====== Source document ======

What is a Coding Agent?
A coding agent is an autonomous system that can understand a task, explore a codebase, make changes, and verify its work - with minimal human intervention.
The Core Idea
A coding agent is not autocomplete. It's not a chatbot that answers questions about code. It's an autonomous system that:
- Receives a task - "Add user authentication to the API"
- Explores - Reads files, understands structure, finds relevant code
- Plans - Decides what changes to make
- Acts - Edits files, creates new files, runs commands
- Verifies - Tests changes, checks for errors
- Iterates - Fixes issues, refines until done
The key word is autonomous. You give it a task, it does the work. You review the output, not every step.
What Makes It "Coding"

======

_Study questions_:
A: According to the passage on coding agents, what is the key word that describes such a system?
B: Restate word for word the part of the passage on coding agents from "What is a Coding" up to and including "not every step.".
C: Summarize the passage on coding agents in two sentences.
The records after this text are separate material.

====== Material supplied ======

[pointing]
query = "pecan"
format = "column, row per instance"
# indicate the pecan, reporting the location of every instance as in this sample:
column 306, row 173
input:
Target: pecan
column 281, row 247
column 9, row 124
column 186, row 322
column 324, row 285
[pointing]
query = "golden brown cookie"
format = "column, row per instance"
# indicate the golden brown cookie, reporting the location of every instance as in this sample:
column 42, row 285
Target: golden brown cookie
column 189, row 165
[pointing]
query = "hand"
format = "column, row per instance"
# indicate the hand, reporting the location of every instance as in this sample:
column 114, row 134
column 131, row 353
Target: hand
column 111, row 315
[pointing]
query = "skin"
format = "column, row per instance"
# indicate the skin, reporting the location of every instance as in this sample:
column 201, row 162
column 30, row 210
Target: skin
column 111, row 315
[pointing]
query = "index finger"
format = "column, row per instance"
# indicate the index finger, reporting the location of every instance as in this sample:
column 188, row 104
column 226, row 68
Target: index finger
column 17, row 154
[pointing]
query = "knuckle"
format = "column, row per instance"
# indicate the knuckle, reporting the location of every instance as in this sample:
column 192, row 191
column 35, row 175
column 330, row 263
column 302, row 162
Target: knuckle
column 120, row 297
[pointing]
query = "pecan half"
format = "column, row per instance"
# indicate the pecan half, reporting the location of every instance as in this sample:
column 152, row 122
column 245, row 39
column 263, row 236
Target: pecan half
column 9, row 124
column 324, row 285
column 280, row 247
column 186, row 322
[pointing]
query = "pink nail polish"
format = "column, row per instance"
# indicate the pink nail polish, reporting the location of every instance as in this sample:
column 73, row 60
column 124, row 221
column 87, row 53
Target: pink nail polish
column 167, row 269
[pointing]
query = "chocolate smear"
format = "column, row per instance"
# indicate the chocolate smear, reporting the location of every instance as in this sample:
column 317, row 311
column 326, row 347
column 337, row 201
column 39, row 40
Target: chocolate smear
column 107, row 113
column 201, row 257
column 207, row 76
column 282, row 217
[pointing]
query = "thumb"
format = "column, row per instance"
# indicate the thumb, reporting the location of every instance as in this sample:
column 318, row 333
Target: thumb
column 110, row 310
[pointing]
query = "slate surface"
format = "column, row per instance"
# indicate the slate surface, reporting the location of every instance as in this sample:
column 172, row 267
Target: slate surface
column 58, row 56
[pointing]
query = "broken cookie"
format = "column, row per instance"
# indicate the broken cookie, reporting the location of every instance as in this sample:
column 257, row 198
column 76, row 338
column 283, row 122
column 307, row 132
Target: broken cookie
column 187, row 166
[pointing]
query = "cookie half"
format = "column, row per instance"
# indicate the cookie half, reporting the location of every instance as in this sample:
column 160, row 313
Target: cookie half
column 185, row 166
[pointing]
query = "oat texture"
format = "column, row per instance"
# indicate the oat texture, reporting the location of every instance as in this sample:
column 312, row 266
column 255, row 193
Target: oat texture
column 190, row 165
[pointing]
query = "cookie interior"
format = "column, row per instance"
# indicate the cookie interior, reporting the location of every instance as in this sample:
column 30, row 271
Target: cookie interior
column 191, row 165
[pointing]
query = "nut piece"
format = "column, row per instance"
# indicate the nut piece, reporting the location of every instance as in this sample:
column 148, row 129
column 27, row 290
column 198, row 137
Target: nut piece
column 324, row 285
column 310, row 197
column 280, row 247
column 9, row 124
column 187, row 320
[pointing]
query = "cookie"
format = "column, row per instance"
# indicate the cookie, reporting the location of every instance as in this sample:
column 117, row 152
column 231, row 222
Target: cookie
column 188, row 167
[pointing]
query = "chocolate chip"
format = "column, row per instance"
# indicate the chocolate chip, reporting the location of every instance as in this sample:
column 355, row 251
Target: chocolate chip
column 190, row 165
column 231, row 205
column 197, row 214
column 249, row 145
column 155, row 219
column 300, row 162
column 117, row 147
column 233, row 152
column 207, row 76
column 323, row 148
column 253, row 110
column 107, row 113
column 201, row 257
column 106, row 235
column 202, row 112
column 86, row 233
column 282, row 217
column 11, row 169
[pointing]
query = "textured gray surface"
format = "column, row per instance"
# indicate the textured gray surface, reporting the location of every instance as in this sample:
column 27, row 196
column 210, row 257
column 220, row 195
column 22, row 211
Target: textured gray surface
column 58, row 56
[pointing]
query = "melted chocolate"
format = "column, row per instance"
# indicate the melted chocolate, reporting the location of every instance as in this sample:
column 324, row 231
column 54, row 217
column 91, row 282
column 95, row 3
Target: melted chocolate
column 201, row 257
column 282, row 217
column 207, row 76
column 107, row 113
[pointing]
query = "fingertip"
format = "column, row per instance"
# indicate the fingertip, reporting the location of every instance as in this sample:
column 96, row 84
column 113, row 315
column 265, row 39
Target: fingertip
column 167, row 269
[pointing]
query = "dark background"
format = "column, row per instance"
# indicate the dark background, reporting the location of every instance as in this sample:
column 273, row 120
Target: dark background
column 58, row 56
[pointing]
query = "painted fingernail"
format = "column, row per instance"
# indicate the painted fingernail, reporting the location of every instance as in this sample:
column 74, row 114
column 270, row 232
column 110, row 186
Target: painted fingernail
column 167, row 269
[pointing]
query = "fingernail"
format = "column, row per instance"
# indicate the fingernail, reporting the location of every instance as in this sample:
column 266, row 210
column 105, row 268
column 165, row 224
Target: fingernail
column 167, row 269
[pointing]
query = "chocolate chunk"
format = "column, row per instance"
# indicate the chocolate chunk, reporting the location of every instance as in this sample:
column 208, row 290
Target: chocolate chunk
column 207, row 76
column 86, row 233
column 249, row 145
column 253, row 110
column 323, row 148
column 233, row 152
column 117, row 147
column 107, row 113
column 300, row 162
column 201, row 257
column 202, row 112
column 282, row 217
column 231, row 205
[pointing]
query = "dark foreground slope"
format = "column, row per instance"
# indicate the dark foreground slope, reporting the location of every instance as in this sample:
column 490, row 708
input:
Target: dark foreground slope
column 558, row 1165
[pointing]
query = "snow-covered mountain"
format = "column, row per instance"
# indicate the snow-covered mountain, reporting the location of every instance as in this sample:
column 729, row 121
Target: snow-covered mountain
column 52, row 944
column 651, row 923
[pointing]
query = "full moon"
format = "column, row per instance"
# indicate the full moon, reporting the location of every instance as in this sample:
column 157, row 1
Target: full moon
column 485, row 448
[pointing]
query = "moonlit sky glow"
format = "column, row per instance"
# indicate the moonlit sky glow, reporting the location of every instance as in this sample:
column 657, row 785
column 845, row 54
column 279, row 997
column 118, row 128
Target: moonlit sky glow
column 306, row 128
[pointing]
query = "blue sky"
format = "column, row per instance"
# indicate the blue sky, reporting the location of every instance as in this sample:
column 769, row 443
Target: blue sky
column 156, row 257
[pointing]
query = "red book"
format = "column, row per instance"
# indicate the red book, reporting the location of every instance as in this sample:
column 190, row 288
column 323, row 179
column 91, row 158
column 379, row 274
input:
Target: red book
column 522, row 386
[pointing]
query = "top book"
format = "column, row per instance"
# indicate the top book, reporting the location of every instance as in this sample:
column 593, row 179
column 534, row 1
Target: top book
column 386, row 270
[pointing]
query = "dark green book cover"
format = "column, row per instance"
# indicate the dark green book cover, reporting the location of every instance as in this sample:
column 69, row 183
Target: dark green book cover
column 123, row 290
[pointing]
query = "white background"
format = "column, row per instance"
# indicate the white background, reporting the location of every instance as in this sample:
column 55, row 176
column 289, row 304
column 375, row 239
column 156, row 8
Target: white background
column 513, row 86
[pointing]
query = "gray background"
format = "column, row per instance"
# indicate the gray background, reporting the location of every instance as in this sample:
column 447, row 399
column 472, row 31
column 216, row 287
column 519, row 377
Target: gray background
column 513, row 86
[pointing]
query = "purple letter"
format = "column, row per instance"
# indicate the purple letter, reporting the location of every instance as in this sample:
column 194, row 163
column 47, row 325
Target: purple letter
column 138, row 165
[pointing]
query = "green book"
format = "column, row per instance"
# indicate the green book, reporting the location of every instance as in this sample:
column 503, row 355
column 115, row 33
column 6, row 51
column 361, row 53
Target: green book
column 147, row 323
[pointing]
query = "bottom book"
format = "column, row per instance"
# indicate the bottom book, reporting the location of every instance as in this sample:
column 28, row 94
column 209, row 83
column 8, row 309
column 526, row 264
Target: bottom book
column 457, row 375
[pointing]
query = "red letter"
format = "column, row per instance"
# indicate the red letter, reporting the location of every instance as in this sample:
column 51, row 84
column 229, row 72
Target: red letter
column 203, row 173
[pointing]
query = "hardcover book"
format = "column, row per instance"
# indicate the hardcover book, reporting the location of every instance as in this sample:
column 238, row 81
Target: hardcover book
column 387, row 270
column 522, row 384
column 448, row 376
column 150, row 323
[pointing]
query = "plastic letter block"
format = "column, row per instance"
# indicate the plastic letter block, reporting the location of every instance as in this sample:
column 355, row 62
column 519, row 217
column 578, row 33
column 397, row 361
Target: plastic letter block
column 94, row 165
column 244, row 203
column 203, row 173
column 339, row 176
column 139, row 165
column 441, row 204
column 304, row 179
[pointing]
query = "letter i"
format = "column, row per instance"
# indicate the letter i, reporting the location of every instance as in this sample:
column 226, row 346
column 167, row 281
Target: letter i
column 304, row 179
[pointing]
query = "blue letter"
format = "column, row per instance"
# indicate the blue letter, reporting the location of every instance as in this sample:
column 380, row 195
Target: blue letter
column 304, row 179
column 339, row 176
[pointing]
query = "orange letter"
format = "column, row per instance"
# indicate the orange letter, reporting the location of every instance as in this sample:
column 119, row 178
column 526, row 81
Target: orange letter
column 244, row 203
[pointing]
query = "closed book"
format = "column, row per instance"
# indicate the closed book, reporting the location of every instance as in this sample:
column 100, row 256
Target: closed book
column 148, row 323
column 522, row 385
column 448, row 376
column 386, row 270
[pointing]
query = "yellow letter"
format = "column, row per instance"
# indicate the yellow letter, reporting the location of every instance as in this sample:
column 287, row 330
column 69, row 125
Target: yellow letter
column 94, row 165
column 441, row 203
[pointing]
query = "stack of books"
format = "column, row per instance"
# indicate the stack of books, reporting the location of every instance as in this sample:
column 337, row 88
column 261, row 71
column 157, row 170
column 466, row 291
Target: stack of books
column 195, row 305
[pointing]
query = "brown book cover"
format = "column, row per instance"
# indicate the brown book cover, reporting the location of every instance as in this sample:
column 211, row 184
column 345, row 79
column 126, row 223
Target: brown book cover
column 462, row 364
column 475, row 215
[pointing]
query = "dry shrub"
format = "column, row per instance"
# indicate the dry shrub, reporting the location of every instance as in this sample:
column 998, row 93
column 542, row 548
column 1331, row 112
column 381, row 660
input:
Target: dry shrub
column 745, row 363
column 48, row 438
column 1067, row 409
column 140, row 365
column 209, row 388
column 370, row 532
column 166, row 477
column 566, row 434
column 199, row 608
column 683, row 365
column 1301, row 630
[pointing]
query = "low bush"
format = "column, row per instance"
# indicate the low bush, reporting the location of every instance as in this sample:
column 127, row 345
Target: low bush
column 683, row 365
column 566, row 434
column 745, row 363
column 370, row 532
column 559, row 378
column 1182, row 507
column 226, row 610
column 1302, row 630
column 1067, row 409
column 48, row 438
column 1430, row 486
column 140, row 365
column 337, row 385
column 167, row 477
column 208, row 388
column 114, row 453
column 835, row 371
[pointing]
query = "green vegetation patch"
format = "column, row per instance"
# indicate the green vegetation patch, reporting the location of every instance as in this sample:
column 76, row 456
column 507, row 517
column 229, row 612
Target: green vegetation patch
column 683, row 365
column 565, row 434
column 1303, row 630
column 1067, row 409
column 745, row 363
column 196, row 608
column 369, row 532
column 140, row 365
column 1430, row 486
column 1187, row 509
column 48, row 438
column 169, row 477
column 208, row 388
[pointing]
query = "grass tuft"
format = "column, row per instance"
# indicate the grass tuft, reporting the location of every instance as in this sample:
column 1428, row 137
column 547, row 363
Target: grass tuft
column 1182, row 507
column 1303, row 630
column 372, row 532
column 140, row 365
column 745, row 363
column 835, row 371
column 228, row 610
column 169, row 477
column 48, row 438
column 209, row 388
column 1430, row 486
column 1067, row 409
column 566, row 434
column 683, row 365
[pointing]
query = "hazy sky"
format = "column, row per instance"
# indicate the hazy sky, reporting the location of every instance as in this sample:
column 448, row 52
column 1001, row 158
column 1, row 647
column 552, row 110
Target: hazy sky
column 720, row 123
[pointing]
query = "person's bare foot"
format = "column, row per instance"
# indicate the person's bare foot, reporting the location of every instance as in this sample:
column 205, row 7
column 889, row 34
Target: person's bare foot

======

_Results for each task_:
A: Autonomous.

B:
What is a Coding Agent?
A coding agent is an autonomous system that can understand a task, explore a codebase, make changes, and verify its work - with minimal human intervention.
The Core Idea
A coding agent is not autocomplete. It's not a chatbot that answers questions about code. It's an autonomous system that:
- Receives a task - "Add user authentication to the API"
- Explores - Reads files, understands structure, finds relevant code
- Plans - Decides what changes to make
- Acts - Edits files, creates new files, runs commands
- Verifies - Tests changes, checks for errors
- Iterates - Fixes issues, refines until done
The key word is autonomous. You give it a task, it does the work. You review the output, not every step.

C: A coding agent is an autonomous system that can understand a task, explore a codebase, make changes, and verify its work with minimal human intervention, and it is neither autocomplete nor a chatbot that answers questions about code. It receives a task, explores, plans, acts, verifies, and iterates until done, so the user reviews the output rather than every step.